◆ **READING PASSAGE**

Re: [PATCH] NFS: don't unhash dentry during unlink.

[Date Prev][Date Next][Thread Prev][Thread Next][Date Index][Thread Index]

 



On Thu, 07 Jul 2022, Jeff Layton wrote:
> On Wed, 2022-07-06 at 15:10 +1000, NeilBrown wrote:
> > NFS unlink() must determine if the file is open, and must perform a
> > "silly rename" instead of an unlink if it is.  Otherwise the client
> > might hold a file open which has been removed on the server.
> > 
> > Consequently if it determines that the file isn't open, it must block
> > any subsequent opens until the unlink has been completed on the server.
> > 
> > This is currently achieved by unhashing the dentry.  This forces any
> > open attempt to the slow-path for lookup which will block on i_sem on
> > the directory until the unlink completes.  A proposed patch will change
> > the VFS to only get a shared lock on i_sem for unlink, so this will no
> > longer work.
> > 
> > Instead we introduce an explicit interlock.  A flag is set on the dentry
> > while the unlink is running and ->d_revalidate blocks while that flag is
> > set.  This closes the race without requiring exclusion on i_sem.

◆ **INSTRUCTIONS FOR THE TASK**
Revise the passage of the NFS unlink patch discussion starting with "[Date Prev][Date Next][Thread" and going on through "removed on the server.", replacing "client" with "NFS client". The records that come next have no connection to the NFS unlink patch discussion.

[Dataset extracts labeled with boxes]
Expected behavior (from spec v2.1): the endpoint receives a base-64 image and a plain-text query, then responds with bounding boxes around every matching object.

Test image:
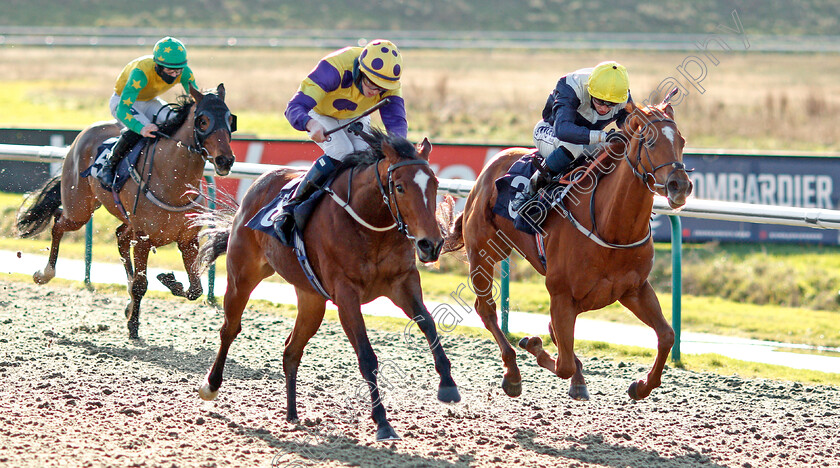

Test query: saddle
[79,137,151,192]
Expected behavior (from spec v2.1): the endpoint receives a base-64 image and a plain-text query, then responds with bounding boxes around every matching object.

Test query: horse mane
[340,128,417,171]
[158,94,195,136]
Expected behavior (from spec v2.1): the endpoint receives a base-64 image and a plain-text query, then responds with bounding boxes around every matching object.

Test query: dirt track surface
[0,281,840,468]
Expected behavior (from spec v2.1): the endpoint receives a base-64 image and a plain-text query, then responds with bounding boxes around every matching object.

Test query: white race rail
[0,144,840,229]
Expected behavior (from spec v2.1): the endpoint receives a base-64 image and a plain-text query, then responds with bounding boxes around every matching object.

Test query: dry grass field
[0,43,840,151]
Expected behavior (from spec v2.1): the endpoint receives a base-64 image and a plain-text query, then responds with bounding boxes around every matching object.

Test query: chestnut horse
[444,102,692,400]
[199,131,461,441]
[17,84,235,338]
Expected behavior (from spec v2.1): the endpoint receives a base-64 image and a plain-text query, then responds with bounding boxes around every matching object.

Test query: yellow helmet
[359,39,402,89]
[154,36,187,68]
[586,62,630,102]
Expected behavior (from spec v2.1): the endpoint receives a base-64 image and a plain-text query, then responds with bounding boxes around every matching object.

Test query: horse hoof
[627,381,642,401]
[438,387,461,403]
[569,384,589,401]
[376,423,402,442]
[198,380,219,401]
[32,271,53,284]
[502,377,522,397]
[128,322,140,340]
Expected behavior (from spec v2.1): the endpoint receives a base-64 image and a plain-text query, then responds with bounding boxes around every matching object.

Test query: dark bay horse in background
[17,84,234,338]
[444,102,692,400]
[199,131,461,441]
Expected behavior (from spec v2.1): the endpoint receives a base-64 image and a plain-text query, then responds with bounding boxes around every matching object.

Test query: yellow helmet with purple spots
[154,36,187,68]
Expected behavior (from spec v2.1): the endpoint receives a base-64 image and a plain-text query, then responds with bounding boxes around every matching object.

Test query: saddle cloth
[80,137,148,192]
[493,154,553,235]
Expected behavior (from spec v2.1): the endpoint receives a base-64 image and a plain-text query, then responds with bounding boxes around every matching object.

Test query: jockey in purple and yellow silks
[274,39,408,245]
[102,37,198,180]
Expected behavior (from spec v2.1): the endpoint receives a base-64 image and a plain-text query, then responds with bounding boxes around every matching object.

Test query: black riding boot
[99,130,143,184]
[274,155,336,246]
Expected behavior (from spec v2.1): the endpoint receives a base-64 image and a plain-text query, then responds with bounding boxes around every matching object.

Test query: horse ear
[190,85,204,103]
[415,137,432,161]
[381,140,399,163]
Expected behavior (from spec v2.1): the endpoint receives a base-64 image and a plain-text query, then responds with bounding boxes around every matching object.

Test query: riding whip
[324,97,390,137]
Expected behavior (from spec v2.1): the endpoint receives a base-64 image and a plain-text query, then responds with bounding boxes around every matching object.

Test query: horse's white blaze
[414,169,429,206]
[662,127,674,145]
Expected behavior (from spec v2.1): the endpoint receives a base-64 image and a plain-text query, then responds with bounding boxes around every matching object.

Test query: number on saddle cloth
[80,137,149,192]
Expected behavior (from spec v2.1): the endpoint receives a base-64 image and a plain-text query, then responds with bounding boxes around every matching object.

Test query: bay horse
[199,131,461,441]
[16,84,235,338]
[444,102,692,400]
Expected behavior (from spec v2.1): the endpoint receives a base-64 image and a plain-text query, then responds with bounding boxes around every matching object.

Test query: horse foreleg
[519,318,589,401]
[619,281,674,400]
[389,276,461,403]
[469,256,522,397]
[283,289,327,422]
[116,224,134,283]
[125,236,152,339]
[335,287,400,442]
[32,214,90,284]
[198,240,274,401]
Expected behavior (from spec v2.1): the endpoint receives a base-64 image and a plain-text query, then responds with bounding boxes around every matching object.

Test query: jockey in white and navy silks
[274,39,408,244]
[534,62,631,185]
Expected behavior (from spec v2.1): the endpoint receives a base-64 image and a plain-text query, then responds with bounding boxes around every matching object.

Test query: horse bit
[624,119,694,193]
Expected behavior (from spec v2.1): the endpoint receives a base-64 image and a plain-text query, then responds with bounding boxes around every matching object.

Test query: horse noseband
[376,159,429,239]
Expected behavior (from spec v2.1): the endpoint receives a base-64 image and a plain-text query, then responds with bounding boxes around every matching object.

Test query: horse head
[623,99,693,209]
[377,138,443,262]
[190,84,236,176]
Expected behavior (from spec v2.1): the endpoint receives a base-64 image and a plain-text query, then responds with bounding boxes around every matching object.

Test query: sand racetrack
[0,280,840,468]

◆ **FINAL ANSWER**
[Date Prev][Date Next][Thread Prev][Thread Next][Date Index][Thread Index]

 



On Thu, 07 Jul 2022, Jeff Layton wrote:
> On Wed, 2022-07-06 at 15:10 +1000, NeilBrown wrote:
> > NFS unlink() must determine if the file is open, and must perform a
> > "silly rename" instead of an unlink if it is.  Otherwise the NFS client
> > might hold a file open which has been removed on the server.